▸ Sayfa Alıntısı:
▬▬▬▬▬▬▬▬▬▬
Etiket arşivi: “Eğitimde Tarikat ve Medrese Gerçeği”

Bir milyon çocuk örümcek ağında…

Bir milyon çocuk örümcek ağında…

SÖZCÜ, 5 Eylül 2020
Yılmaz Özdil

Ayasofya’nın ibadete açıldığı gün “Türkiye Cumhuriyeti sona erdi, İslam devleti kuracağız” filan diye sevinç çığlıkları atan tarikat şeyhi yobaz, 12 yaşındaki kız çocuğuna cinsel istismardan tutuklandı.

Bu haberin daha acı tarafı, hiç kimse için sürpriz olmamasıdır.
Çünkü, perdeleri sıkı sıkıya kapalı, izbe tarikat yuvalarındaki çocuklara yönelik cinsel istismar, neredeyse sıradan hale geldi. Peki, Türkiye nasıl bu acıklı hale geldi diye merak ediyorsanız…

Dokuz Eylül Üniversitesi öğretim üyesi Profesör Esergül Balcı, ekibiyle bir yıl sahada çalıştı, yüz yüze görüşmeler yaptı, “Eğitimde Tarikat ve Medrese Gerçeği” başlıklı rapor hazırladı… Türkiye’nin nasıl bu hale geldiğini, nasıl bu hale getirildiğini tane tane anlattı.
▬▬▬▬▬▬▬▬▬▬
▸ Sağlanan Veriler:

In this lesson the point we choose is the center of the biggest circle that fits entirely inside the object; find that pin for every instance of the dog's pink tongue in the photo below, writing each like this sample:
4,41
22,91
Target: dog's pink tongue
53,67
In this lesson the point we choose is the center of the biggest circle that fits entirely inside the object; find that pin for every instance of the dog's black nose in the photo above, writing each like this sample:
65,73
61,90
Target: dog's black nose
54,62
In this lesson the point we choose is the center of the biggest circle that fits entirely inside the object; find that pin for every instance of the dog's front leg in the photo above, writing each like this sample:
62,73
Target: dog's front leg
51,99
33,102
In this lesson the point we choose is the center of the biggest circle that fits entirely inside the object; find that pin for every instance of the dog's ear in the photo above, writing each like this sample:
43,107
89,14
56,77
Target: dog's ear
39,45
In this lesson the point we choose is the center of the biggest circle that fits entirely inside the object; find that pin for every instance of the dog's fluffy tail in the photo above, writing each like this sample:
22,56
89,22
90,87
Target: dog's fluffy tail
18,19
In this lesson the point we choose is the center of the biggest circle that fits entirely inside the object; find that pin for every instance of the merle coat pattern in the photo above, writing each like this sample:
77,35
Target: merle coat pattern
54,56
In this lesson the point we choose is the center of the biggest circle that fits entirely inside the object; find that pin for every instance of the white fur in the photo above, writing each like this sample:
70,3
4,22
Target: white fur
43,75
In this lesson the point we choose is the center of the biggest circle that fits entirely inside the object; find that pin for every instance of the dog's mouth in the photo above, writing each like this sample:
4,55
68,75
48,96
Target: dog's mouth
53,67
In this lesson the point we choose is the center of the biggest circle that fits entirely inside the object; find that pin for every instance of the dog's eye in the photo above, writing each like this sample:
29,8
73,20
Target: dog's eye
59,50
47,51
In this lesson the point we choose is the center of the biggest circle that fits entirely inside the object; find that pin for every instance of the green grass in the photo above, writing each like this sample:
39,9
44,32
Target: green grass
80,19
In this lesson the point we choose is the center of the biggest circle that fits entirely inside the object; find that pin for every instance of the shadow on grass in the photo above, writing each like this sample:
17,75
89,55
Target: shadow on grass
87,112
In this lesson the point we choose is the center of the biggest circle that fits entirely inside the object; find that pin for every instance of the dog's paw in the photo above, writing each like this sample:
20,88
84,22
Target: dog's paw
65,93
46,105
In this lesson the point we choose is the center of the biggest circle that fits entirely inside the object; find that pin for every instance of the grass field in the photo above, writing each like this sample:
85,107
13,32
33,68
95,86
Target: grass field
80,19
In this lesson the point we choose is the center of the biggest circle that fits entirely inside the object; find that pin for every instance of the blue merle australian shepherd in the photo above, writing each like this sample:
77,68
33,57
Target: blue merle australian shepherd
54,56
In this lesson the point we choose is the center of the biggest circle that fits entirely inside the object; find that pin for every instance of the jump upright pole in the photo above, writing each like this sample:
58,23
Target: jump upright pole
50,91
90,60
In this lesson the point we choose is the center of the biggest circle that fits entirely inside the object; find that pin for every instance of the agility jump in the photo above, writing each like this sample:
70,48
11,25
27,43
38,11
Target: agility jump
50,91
▬▬▬▬▬▬▬▬▬▬
▸ Yapılacak Görev:
Sayfa alıntısında “Ayasofya’nın ibadete açıldığı” sözcükleriyle başlayıp “tane tane anlattı.” sözcükleriyle biten bölümü, “öğretim üyesi” yerine “akademisyen” koyarak düzenleyiniz ve yeniden yazınız. Satırlar, sayfa alıntısından ayrı, bağımsız bir malzemedir.

▸ Görevin Cevabı:
Ayasofya’nın ibadete açıldığı gün “Türkiye Cumhuriyeti sona erdi, İslam devleti kuracağız” filan diye sevinç çığlıkları atan tarikat şeyhi yobaz, 12 yaşındaki kız çocuğuna cinsel istismardan tutuklandı.

Bu haberin daha acı tarafı, hiç kimse için sürpriz olmamasıdır.
Çünkü, perdeleri sıkı sıkıya kapalı, izbe tarikat yuvalarındaki çocuklara yönelik cinsel istismar, neredeyse sıradan hale geldi. Peki, Türkiye nasıl bu acıklı hale geldi diye merak ediyorsanız…

Dokuz Eylül Üniversitesi akademisyen Profesör Esergül Balcı, ekibiyle bir yıl sahada çalıştı, yüz yüze görüşmeler yaptı, “Eğitimde Tarikat ve Medrese Gerçeği” başlıklı rapor hazırladı… Türkiye’nin nasıl bu hale geldiğini, nasıl bu hale getirildiğini tane tane anlattı.